--- start of Extracted material ---

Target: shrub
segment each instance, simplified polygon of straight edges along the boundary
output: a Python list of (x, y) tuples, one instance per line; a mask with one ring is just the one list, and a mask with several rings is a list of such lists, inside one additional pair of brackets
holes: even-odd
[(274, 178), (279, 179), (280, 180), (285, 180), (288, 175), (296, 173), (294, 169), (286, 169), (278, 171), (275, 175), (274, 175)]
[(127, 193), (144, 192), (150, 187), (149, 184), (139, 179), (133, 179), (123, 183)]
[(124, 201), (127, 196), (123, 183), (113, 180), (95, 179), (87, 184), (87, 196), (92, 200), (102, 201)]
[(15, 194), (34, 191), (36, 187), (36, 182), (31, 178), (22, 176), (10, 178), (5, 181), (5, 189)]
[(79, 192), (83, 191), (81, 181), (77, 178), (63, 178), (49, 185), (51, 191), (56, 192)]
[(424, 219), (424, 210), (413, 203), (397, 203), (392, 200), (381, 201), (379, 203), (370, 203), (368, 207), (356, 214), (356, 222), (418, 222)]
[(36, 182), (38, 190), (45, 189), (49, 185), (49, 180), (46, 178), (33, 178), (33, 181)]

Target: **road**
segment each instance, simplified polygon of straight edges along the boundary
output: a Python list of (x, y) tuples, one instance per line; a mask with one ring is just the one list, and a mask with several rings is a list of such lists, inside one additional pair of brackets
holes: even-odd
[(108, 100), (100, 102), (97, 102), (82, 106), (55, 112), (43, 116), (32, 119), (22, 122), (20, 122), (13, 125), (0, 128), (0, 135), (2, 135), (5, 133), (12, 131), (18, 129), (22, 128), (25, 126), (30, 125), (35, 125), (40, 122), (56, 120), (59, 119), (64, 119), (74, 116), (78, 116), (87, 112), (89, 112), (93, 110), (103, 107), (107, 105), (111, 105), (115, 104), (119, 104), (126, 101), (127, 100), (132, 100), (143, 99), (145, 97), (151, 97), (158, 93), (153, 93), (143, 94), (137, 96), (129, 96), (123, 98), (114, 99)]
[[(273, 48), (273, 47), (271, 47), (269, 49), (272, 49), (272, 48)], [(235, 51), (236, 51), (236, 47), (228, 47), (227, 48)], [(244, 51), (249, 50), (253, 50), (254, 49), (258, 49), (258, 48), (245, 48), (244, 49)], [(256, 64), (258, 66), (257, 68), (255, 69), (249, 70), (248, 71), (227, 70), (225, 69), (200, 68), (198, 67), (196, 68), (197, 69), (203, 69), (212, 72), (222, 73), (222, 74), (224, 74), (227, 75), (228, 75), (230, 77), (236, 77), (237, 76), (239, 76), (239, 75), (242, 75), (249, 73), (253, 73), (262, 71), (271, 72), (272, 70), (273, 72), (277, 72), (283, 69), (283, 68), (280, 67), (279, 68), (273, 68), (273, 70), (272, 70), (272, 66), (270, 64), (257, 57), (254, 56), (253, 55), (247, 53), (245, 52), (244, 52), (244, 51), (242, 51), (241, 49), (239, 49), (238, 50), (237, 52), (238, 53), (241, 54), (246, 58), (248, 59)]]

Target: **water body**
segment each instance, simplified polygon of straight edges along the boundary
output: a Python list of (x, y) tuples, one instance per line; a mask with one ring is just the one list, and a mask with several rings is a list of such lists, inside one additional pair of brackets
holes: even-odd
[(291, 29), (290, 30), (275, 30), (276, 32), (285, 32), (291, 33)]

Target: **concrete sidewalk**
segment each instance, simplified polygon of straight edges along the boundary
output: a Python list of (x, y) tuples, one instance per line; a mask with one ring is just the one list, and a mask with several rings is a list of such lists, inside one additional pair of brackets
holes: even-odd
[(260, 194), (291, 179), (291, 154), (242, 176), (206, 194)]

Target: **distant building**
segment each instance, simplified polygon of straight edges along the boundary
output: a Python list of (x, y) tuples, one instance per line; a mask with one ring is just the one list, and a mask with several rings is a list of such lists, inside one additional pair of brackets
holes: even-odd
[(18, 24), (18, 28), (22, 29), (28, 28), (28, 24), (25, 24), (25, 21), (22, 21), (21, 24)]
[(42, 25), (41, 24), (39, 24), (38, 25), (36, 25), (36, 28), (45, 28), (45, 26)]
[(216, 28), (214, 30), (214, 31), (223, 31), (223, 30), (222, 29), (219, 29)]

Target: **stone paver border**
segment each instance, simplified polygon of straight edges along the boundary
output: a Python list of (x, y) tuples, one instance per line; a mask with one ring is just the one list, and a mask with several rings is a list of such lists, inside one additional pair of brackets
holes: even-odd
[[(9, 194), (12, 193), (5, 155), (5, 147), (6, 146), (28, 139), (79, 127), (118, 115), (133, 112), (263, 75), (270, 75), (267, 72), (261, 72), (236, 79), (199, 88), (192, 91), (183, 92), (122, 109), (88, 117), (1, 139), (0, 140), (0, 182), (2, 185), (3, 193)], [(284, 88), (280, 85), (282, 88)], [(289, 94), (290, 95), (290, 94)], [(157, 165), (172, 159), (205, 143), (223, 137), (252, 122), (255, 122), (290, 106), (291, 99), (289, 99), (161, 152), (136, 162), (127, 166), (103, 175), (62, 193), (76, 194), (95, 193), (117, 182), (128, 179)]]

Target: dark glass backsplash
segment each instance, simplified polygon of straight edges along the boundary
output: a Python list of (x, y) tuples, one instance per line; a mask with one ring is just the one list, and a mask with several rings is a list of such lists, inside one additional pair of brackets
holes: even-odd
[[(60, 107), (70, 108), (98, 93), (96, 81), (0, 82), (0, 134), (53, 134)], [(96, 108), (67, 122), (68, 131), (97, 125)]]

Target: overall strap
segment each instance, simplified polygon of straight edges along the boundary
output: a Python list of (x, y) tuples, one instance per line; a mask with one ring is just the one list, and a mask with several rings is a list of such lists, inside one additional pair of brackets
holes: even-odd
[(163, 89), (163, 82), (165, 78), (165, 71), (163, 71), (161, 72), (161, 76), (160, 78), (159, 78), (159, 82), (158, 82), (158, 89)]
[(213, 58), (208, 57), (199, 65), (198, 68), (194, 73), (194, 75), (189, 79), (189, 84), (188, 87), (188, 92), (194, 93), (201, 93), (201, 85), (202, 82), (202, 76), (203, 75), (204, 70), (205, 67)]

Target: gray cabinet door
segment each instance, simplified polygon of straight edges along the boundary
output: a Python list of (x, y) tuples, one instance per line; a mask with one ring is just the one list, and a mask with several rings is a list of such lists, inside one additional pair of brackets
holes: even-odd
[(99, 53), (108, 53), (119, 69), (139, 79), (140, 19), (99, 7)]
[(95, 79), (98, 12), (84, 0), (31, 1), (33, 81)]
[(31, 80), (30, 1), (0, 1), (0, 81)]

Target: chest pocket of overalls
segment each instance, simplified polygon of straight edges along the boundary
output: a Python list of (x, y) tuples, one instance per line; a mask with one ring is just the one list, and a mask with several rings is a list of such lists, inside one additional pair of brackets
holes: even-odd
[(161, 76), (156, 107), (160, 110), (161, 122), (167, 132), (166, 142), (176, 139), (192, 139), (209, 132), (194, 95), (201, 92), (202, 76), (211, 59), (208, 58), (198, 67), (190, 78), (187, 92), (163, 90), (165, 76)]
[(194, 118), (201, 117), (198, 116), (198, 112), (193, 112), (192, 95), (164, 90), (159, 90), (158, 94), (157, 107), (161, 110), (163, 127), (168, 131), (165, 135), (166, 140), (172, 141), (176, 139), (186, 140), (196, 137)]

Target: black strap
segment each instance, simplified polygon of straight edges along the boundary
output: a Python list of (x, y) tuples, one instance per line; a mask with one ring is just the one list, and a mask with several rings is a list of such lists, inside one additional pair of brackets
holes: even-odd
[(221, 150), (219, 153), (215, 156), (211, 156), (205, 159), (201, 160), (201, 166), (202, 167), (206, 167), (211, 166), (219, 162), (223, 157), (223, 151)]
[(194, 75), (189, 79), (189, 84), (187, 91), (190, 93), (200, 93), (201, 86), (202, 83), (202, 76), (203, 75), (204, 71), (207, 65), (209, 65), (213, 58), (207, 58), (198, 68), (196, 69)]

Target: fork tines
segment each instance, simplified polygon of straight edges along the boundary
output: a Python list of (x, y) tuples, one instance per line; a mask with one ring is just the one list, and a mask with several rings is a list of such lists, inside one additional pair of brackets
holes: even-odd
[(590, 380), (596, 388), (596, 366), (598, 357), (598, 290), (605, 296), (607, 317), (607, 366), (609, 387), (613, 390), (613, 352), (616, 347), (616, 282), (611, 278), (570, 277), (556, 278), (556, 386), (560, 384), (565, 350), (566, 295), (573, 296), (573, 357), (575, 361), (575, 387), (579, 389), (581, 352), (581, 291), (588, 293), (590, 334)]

--- end of Extracted material ---

Exercise goal
Copy out the part of the rows that opens with the line containing "Target: overall strap" and closes with the line containing "82), (158, 89)]", substituting "band" for "strap" and keeping everything else the same.

Response
Target: overall band
segment each instance, simplified polygon of straight edges along the boundary
output: a Python list of (x, y) tuples, one instance per line; a mask with one ring is just the one list, and a mask with several rings is a list of such lists, inside one additional pair of brackets
holes: even-odd
[(163, 89), (163, 82), (165, 78), (165, 71), (163, 71), (161, 72), (161, 76), (160, 78), (159, 78), (159, 82), (158, 82), (158, 89)]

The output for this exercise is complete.